Understanding Metastasis and Mesothelioma
There are several therapeutic approaches that doctors may take in order to treat malignant mesothelioma. Both chemotherapy and radiation are capable of killing diseased cells. Additionally, some patients may be eligible for surgery that can remove as much of the cancerous tissue as possible.
However, even with these treatments, patients who have mesothelioma are still at risk for medical complications if their disease metastasizes.
What is metastasis?
We understand cancer as a disease in which a group of cells within one piece of tissue in the body goes rogue and multiplies far beyond what is considered a normal, healthy rate. This leads to the growth of tumors, which can become deadly if they interfere with the function of the surrounding tissues.
Metastasis occurs when these malignant cells break off from the tumor, travel to another part of the body and produce another tumor. Experts from the American Cancer Society (ACS) describe this process as occurring through one of three pathways in the body: circulation through the lymph nodes, circulation through the blood vessels or along the surfaces that line the body’s cavities. Mesothelioma is one of the few cancers that can spread via the cavity linings.
The metastasis process takes place over four steps:
- A group of tumor cells stops growing.
- This group breaks away from the tumor.
- The cells move out of the affected tissue and either enter one of the circulatory systems, or travels along the body cavity lining.
- The cells settle in a new location and grow into a new tumor.
Metastasis is deadly in part because its symptoms can easily be mistaken for another health condition.
Metastasis can affect mesothelioma patients
When doctors need to determine how bad a case of mesothelioma is, one of factors that they measure is how far the cancerous cells have spread.
For example, the National Cancer Institute describes localized stage I mesothelioma as being confined to the lining of the chest wall, diaphragm or possibly the lung. However, in the advanced stages of the disease, cancer may spread beyond these tissues and affect the diaphragm and lungs themselves, as well as the lymph nodes, trachea, esophagus, fatty tissues, soft tissues, peritoneum, ribs, the sac that encapsulates the heart, or the heart itself. In some stage IV cases, the malignancy may travel even further and strike the spine, brain, prostate and thyroid.
Scientists are taking a closer look
In order to tackle metastasis more effectively, some scientists who study cancer have decided to make this specific phenomenon their niche.

→ REQUIREMENT: Swap "rogue" for "haywire" while writing out the passage on mesothelioma, starting at "We understand cancer" and ending at "from the tumor.". The records have no connection to the text about mesothelioma.

Records taken from a dataset
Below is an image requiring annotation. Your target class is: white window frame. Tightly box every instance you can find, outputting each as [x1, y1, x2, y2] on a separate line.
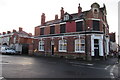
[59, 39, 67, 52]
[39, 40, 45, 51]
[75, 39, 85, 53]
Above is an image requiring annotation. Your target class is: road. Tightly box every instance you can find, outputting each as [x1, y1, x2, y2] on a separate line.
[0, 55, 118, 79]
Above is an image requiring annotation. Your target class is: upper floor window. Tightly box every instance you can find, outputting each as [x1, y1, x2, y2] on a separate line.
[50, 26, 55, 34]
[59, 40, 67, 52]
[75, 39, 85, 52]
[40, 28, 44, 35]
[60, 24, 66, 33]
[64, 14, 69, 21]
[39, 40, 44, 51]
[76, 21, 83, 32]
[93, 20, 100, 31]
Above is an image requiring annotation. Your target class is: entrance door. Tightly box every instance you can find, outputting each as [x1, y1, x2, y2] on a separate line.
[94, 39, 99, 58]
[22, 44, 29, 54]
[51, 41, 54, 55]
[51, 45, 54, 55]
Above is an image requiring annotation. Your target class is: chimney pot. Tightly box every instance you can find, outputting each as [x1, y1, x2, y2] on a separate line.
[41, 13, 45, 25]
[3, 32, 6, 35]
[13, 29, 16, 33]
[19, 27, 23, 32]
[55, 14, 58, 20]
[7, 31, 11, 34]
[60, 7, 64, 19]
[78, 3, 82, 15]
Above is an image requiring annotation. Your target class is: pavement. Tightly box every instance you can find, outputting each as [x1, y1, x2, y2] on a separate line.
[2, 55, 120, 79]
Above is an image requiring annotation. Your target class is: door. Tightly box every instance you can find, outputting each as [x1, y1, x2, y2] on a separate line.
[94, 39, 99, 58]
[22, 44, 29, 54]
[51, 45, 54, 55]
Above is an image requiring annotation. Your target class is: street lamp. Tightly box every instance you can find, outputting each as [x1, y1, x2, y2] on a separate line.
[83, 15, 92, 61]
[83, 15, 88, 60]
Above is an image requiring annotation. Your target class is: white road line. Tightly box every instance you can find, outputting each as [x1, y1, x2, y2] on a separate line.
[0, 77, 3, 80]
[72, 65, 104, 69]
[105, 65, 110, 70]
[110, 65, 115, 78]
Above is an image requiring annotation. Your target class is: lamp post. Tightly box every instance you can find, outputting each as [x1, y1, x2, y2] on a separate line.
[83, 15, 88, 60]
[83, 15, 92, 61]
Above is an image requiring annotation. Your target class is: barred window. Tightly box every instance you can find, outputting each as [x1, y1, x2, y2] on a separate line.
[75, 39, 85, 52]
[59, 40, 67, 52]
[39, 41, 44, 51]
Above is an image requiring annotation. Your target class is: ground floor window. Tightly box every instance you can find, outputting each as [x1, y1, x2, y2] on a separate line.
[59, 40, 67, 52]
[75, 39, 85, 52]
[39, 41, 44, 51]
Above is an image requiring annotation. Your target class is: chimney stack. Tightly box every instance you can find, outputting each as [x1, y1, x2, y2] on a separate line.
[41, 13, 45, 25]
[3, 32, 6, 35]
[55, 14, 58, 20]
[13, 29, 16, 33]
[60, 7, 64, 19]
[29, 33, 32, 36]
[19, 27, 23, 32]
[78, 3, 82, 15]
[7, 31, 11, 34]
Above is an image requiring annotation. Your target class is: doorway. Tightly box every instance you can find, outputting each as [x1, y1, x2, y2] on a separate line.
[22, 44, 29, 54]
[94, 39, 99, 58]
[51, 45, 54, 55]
---
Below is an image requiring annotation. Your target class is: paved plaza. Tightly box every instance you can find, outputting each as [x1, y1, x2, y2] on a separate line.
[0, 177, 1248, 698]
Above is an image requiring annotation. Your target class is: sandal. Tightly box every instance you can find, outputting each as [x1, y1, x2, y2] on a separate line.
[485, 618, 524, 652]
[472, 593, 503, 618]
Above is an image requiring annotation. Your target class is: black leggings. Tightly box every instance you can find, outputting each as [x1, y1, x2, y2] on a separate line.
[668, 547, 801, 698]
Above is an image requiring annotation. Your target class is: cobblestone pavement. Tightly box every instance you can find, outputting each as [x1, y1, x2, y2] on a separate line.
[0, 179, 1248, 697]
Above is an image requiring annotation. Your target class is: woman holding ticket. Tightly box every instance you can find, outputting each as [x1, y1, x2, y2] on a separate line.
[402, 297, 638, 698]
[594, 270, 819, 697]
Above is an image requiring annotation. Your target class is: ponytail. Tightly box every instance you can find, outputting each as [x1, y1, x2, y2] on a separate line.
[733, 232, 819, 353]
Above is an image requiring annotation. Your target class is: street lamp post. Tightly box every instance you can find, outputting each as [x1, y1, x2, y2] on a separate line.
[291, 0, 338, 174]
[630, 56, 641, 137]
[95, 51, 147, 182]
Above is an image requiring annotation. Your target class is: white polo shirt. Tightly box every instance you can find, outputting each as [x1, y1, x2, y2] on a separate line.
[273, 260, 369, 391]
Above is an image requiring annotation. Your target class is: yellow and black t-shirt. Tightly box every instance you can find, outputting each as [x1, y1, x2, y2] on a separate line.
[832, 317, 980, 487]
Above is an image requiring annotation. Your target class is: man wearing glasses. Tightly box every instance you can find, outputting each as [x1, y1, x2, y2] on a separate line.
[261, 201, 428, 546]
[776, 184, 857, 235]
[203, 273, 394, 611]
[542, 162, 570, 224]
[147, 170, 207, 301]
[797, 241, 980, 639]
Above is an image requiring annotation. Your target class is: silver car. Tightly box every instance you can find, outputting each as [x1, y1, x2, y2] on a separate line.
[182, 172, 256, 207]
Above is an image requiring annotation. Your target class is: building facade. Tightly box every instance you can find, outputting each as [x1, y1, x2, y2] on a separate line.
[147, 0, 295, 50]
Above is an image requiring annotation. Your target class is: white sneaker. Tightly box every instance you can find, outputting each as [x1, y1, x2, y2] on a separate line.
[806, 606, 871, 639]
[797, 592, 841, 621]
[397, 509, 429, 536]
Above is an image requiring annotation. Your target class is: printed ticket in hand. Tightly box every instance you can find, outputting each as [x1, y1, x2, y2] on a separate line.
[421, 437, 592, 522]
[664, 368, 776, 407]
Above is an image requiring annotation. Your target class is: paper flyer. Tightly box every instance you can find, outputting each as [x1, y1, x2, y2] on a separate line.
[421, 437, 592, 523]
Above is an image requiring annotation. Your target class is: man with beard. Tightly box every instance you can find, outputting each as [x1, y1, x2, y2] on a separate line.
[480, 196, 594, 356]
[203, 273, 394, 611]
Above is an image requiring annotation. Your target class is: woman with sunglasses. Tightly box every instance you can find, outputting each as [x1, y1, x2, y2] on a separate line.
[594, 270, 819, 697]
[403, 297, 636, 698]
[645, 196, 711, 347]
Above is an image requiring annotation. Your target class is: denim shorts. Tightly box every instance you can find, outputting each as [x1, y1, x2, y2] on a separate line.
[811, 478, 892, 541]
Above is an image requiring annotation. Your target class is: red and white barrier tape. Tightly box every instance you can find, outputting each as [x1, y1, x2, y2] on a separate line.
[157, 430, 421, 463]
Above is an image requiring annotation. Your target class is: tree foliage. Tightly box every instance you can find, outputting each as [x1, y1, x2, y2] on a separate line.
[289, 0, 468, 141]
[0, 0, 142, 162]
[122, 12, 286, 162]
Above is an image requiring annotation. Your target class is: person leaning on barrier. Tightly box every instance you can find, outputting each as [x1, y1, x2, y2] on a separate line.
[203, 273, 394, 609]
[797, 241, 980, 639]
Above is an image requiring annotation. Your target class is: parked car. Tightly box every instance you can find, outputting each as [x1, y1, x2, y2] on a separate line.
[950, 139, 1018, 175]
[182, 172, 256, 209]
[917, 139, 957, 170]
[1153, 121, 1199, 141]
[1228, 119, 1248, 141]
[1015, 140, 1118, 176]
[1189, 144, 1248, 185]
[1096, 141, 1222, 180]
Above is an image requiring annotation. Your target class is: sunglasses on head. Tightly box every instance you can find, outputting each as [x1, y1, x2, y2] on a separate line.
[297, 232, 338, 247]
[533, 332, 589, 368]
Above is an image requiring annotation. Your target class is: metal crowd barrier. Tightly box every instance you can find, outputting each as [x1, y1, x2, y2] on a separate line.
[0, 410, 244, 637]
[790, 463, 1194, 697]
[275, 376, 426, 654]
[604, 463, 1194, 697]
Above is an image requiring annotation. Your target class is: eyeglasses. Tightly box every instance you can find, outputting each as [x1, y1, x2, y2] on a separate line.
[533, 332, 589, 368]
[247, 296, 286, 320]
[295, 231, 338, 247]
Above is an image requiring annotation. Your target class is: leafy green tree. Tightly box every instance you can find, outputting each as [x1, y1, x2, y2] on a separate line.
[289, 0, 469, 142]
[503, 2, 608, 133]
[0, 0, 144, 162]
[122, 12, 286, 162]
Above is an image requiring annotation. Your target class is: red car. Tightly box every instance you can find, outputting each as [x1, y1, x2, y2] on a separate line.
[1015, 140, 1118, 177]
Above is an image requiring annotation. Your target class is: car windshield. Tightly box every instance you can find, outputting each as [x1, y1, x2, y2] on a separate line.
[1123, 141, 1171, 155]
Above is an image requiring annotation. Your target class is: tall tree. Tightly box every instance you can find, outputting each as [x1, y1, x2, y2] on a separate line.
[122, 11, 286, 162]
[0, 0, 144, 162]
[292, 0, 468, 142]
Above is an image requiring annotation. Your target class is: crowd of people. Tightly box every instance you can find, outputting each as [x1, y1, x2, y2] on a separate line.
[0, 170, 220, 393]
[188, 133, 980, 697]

→ ANSWER TO THE EXERCISE:
We understand cancer as a disease in which a group of cells within one piece of tissue in the body goes haywire and multiplies far beyond what is considered a normal, healthy rate. This leads to the growth of tumors, which can become deadly if they interfere with the function of the surrounding tissues.
Metastasis occurs when these malignant cells break off from the tumor, travel to another part of the body and produce another tumor. Experts from the American Cancer Society (ACS) describe this process as occurring through one of three pathways in the body: circulation through the lymph nodes, circulation through the blood vessels or along the surfaces that line the body’s cavities. Mesothelioma is one of the few cancers that can spread via the cavity linings.
The metastasis process takes place over four steps:
- A group of tumor cells stops growing.
- This group breaks away from the tumor.